Uluslararası Peynir Festivalinin açılış konuşmasını gerçekleştiren ve organizasyon ile ilgili bilgiler veren Slow Food Yaveş Gari Bodrum Birliği Basın Sözcüsü Eren Artu, “Festivalimize katılan 25 üreticimiz, 4 kooperatifimiz, 2 büyükşehir belediyesinin getirdiği tezgahlarında 160’dan fazla peynir çeşidini tatma ve dilerseniz satın alma imkânı bulacaksınız.
Bu olağanüstü gastronomik çeşitlilik her peynir festivalinde bizi yeniden heyecanlandırıyor. Bu zenginliği sizlerle buluşturmanın mutluluğu bu heyecana eşlik ediyor.
***
• _Görev Listesi_:
1. Peynir festivaliyle ilgili metinde “Uluslararası Peynir Festivalinin” sözlerinden başlayıp “heyecana eşlik ediyor.” sözlerine kadar uzanan her şeyi kelimesi kelimesine yeniden yazın.
2. Peynir festivaline dair metni kaldığı yerden ileriye doğru sürdürün.
Aşağıdaki listenin bu çalışmayla hiçbir ilgisi yoktur.

[Çıkarılan veri kayıtları]
***
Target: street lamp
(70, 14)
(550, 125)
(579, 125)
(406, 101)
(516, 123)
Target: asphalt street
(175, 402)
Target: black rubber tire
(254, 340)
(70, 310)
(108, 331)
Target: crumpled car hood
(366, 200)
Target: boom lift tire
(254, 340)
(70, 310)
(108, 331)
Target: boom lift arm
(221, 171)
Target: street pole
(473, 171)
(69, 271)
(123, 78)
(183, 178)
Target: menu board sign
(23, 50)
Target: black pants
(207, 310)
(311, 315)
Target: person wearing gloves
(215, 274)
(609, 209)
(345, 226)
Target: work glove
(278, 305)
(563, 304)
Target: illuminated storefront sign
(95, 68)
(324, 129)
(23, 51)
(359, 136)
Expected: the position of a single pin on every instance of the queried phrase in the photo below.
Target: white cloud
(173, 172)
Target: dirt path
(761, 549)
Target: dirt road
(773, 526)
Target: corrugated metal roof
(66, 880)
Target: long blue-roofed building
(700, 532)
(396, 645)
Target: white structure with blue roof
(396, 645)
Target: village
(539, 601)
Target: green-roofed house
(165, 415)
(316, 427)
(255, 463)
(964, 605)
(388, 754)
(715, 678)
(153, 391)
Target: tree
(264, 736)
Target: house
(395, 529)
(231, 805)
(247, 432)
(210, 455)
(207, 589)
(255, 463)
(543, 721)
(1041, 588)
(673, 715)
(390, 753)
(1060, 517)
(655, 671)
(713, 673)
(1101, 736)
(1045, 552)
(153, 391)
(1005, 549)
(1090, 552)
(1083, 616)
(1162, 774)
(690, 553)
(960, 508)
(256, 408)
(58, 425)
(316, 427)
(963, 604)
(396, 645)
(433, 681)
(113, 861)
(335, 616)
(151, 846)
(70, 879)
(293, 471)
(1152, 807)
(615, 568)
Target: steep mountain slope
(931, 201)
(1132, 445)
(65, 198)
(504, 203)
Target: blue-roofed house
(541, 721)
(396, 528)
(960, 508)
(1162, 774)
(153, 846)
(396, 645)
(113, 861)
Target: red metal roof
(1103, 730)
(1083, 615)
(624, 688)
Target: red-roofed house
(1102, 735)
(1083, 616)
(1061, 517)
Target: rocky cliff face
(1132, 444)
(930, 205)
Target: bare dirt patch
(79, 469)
***
• _Alıştırma Yanıtları_:
1.
Uluslararası Peynir Festivalinin açılış konuşmasını gerçekleştiren ve organizasyon ile ilgili bilgiler veren Slow Food Yaveş Gari Bodrum Birliği Basın Sözcüsü Eren Artu, “Festivalimize katılan 25 üreticimiz, 4 kooperatifimiz, 2 büyükşehir belediyesinin getirdiği tezgahlarında 160’dan fazla peynir çeşidini tatma ve dilerseniz satın alma imkânı bulacaksınız.
Bu olağanüstü gastronomik çeşitlilik her peynir festivalinde bizi yeniden heyecanlandırıyor. Bu zenginliği sizlerle buluşturmanın mutluluğu bu heyecana eşlik ediyor.

2.
Burada doğal yöntemlerle üretilmiş, doğaya ve çevreye zarar vermeyen peynir üreticilerimizin ürünlerini sergilemekteyiz. Festivalimizin temel amaçlarından birisi de küçük ölçekli peynir üreticilerini desteklemek, onları tanıtmak ve seslerini daha iyi duyurabilmelerine yardımcı olmak. Festivalimizde bunun dışında birçok etkinlik, atölye, söyleşi ve kültür etkinlikleri gerçekleştirilecek. Organizasyonda emeği geçen herkese teşekkür ediyoruz” diye konuştu.
Muğla Büyükşehir Belediyesi Tarımsal Hizmetler Daire Başkanı Buket Kallem ve İzmir Büyükşehir Belediyesi Tarımsal Hizmetler Daire Başkanı Şevket Meriç, yaptıkları konuşmalarda, belediyelerinde tarıma ve gıdaya yönelik gerçekleştirdikleri çalışmalardan bahsettiler.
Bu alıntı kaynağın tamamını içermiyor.